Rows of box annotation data
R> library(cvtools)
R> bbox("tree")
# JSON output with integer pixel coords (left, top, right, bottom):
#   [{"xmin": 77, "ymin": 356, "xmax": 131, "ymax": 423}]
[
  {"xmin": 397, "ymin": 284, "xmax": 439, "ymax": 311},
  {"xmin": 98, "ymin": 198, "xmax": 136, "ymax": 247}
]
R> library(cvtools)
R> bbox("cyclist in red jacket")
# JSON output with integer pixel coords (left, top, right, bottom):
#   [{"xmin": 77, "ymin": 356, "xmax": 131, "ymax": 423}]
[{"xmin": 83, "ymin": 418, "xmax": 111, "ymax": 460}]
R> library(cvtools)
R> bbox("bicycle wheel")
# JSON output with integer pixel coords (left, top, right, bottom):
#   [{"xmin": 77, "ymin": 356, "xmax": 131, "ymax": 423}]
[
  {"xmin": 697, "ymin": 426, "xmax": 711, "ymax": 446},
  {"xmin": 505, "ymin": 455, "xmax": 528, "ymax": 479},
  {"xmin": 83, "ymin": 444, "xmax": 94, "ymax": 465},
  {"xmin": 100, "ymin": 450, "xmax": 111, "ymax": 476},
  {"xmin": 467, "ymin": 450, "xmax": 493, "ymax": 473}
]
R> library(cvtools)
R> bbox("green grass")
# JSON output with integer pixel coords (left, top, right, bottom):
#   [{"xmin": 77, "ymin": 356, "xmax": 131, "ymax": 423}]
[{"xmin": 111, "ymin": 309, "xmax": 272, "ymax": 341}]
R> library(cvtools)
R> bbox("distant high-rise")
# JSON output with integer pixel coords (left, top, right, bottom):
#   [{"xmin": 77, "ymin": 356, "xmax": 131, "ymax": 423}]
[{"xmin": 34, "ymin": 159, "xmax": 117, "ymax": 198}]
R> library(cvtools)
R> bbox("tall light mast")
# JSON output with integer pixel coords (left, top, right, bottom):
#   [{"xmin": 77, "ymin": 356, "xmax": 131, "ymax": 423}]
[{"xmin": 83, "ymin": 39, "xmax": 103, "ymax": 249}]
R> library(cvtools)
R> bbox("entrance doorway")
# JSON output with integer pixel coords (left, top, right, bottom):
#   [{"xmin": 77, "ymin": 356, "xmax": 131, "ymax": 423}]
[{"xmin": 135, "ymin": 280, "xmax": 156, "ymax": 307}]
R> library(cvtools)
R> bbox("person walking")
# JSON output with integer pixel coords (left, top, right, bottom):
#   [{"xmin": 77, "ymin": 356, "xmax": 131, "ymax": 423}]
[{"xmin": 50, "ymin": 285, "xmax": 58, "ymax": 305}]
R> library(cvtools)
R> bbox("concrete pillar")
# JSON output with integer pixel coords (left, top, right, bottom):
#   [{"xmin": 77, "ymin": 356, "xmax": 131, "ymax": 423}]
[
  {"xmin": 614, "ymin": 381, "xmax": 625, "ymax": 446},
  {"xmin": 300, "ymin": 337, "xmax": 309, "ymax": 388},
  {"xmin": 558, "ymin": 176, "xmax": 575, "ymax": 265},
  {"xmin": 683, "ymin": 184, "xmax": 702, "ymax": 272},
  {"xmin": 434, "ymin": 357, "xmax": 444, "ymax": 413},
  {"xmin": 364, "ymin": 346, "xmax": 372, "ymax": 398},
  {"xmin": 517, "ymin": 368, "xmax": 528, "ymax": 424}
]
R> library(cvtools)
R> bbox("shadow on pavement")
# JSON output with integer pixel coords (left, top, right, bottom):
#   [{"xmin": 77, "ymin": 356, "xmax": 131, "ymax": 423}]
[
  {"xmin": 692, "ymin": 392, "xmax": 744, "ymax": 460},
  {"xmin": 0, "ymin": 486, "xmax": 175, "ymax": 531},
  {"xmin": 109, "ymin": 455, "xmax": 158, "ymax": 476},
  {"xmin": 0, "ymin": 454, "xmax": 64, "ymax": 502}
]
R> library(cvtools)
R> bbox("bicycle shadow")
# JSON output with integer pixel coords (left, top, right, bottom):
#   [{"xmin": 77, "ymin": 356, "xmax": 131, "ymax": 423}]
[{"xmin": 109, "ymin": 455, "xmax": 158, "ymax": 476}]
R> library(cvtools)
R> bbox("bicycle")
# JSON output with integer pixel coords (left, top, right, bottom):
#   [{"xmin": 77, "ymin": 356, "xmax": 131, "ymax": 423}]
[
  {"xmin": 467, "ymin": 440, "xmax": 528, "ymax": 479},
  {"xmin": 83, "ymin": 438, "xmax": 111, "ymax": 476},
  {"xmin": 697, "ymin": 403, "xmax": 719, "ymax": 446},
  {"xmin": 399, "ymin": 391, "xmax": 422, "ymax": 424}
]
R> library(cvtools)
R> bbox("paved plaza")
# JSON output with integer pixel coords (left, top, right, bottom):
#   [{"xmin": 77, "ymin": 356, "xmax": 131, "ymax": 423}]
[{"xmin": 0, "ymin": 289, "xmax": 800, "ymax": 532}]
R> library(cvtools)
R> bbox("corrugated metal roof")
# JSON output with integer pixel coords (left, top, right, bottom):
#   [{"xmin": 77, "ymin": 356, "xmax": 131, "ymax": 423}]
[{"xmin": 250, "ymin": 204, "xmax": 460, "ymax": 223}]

- _Given instruction_
Please extract every line of the items above that contains the word "shadow", copying each one unchanged.

- _Solved exercise_
R> bbox("shadow on pavement")
R> bbox("bicycle shadow")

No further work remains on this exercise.